* EXERCISE PROMPT *
Starting from the line that contains "Spot the bay", reproduce each line exactly through the end of the material, and include no other lines.

======== TASK MATERIAL

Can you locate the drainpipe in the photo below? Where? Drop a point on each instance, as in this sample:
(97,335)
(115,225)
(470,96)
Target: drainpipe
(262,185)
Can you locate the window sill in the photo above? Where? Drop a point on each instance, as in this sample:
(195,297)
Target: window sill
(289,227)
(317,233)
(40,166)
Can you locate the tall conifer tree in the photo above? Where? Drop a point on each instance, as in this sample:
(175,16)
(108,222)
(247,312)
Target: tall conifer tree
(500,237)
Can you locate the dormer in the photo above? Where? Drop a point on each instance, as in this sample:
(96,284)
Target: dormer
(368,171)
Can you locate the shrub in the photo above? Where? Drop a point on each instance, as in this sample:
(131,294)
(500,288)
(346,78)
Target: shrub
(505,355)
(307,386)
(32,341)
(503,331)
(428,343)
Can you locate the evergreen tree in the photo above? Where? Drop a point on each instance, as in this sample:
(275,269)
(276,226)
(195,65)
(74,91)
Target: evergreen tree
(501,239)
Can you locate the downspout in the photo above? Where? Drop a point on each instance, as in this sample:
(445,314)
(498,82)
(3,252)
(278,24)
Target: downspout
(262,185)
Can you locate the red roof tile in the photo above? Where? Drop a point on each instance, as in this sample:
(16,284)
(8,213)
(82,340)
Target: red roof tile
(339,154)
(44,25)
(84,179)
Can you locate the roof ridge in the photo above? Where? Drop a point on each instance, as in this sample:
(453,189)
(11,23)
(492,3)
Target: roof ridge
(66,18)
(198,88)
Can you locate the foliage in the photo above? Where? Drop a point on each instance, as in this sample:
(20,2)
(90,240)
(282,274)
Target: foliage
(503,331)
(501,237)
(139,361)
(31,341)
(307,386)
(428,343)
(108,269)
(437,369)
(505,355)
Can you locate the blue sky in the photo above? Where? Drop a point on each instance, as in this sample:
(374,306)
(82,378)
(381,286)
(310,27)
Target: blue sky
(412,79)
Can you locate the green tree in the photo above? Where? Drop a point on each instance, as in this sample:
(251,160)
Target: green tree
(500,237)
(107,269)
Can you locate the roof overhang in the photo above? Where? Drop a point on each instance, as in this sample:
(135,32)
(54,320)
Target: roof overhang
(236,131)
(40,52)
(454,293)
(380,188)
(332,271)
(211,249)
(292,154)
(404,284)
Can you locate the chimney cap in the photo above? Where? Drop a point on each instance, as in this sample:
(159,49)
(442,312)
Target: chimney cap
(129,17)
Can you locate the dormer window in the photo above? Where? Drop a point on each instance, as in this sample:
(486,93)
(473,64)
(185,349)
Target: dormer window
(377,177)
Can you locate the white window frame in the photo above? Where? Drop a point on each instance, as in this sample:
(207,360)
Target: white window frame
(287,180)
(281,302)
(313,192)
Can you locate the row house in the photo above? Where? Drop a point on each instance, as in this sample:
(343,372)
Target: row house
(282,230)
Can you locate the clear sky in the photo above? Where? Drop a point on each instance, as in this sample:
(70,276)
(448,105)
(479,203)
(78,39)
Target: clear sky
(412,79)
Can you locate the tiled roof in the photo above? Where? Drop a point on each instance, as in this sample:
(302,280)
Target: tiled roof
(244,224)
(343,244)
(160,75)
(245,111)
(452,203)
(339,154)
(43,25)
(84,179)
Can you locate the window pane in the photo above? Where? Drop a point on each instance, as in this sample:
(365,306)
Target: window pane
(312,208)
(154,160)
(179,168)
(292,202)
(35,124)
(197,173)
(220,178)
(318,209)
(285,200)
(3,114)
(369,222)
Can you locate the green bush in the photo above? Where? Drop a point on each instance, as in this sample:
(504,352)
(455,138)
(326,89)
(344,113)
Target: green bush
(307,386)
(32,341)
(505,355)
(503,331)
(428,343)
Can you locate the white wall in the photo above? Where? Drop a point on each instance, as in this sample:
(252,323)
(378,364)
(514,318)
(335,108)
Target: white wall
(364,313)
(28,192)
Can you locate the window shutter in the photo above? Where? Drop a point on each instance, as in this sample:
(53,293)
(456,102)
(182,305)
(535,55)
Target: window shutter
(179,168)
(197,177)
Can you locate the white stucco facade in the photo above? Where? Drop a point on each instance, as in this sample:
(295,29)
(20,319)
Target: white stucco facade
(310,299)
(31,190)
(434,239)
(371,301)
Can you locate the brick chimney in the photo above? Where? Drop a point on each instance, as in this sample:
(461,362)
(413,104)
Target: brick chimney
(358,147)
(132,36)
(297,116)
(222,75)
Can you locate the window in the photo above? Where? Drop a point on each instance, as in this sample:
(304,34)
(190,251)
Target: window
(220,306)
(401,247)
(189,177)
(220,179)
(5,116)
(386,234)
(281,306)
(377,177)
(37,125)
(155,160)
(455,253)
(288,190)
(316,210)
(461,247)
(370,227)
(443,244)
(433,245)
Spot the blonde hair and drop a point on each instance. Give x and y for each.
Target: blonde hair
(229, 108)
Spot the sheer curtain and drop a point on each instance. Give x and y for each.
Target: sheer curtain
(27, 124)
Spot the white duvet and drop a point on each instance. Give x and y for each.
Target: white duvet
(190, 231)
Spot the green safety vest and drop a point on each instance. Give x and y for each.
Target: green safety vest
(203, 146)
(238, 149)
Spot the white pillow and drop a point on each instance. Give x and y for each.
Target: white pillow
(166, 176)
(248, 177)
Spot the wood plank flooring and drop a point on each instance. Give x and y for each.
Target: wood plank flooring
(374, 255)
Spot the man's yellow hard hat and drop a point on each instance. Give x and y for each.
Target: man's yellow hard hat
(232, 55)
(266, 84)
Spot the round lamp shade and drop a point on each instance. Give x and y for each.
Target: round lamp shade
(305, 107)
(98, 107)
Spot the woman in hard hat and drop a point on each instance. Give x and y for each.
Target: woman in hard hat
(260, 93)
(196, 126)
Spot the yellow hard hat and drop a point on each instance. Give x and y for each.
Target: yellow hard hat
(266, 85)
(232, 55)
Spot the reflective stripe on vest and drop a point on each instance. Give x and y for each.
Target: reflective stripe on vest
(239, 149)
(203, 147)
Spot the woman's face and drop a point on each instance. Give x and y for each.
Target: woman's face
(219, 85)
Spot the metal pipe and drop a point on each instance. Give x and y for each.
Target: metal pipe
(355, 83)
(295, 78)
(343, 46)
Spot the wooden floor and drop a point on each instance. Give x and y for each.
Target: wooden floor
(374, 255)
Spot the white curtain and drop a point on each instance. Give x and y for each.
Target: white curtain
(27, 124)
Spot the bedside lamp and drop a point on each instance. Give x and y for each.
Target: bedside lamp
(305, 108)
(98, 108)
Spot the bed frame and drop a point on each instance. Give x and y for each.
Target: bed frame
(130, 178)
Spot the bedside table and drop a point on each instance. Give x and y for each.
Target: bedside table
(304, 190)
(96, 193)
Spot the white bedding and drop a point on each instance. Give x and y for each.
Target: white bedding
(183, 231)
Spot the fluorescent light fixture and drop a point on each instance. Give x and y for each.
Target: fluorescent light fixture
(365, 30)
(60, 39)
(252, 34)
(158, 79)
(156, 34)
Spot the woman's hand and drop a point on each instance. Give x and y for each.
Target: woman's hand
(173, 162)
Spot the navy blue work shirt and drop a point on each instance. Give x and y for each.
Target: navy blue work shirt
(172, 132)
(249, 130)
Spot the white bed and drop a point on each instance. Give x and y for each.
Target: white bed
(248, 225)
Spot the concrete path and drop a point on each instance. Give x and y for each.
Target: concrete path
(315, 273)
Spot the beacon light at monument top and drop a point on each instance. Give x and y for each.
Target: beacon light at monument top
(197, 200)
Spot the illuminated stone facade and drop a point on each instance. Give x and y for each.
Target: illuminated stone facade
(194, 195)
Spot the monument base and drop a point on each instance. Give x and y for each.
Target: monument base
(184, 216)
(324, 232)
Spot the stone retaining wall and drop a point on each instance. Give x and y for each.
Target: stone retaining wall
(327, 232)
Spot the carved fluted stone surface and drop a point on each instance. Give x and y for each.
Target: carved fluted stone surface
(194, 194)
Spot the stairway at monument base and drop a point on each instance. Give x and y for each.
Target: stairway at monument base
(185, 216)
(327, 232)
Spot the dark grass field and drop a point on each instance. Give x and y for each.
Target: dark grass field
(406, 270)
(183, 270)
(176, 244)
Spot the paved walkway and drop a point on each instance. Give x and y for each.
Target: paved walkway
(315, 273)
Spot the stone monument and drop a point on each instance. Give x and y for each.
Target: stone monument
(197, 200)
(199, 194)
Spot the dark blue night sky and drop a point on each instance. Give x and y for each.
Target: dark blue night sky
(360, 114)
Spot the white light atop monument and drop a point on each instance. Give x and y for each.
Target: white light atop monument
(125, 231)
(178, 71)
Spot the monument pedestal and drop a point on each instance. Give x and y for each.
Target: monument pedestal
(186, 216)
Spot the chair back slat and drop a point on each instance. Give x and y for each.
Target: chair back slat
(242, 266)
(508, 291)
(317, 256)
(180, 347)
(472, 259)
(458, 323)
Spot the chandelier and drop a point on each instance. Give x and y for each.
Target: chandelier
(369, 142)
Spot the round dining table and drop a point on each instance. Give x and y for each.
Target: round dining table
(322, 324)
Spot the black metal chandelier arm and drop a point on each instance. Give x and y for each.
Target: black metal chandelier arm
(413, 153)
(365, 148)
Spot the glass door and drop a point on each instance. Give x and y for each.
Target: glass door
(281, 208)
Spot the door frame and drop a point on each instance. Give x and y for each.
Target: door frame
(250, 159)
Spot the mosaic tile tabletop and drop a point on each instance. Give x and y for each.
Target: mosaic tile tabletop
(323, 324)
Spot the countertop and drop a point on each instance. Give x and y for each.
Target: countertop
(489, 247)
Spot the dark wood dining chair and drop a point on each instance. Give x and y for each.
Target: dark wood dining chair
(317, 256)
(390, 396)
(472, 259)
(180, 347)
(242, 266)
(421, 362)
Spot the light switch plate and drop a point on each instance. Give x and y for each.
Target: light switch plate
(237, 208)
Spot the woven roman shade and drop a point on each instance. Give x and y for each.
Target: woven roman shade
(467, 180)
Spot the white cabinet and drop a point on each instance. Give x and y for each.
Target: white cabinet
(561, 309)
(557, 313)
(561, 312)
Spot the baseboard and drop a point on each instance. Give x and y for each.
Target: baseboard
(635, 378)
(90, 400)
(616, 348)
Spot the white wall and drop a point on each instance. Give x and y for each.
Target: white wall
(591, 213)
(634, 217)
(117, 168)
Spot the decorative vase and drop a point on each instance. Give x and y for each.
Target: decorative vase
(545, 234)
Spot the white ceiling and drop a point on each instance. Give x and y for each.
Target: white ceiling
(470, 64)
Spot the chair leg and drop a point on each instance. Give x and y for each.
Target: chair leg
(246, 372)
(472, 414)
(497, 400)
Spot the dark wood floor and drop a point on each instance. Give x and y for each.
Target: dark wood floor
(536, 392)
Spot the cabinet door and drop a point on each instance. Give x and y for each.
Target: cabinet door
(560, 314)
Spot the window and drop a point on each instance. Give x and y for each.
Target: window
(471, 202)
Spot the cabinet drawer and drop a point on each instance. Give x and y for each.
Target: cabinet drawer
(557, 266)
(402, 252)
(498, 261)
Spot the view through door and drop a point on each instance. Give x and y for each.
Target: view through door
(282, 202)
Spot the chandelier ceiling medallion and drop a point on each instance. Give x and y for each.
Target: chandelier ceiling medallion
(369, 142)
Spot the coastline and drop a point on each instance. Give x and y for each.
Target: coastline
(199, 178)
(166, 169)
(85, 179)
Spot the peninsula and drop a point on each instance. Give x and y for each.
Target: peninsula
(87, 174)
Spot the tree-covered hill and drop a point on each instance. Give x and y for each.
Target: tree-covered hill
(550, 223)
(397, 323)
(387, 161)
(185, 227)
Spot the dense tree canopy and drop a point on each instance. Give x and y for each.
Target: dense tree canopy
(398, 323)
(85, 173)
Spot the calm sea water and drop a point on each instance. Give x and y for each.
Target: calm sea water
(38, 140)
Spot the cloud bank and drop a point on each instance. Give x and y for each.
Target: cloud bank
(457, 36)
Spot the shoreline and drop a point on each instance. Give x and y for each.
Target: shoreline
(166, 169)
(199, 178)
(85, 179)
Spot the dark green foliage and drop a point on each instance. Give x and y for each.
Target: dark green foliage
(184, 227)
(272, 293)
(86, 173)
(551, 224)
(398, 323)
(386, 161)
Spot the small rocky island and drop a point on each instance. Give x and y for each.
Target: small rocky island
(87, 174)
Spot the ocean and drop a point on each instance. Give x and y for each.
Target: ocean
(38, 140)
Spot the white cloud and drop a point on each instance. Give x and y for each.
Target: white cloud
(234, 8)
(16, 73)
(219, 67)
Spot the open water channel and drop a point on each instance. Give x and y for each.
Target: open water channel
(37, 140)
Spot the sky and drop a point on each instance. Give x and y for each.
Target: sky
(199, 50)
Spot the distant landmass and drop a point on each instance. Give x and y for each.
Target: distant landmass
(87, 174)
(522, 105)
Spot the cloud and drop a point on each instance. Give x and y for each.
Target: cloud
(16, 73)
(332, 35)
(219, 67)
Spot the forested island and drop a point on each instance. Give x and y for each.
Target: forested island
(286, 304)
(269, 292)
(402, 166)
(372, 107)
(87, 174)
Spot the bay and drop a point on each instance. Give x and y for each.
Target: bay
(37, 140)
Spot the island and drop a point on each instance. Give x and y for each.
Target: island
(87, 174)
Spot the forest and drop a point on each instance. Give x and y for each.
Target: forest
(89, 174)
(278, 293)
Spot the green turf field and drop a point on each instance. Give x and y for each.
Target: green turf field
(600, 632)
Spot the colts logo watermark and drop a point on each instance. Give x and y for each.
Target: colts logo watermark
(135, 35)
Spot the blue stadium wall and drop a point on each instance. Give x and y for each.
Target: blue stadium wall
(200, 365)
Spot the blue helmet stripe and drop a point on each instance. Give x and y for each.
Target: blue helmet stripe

================

* REPLY TO THE EXERCISE *
Spot the bay and drop a point on each instance. Give x and y for each.
Target: bay
(37, 140)
Spot the island and drop a point on each instance. Give x and y for each.
Target: island
(87, 174)
Spot the forest and drop a point on each instance. Give x and y for each.
Target: forest
(89, 174)
(278, 293)
Spot the green turf field and drop a point on each instance. Give x and y for each.
Target: green turf field
(600, 632)
Spot the colts logo watermark and drop a point on each instance. Give x and y for each.
Target: colts logo watermark
(135, 35)
Spot the blue stadium wall and drop a point on each instance. Give x and y for each.
Target: blue stadium wall
(200, 365)
Spot the blue helmet stripe and drop a point on each instance. Give x and y for each.
Target: blue helmet stripe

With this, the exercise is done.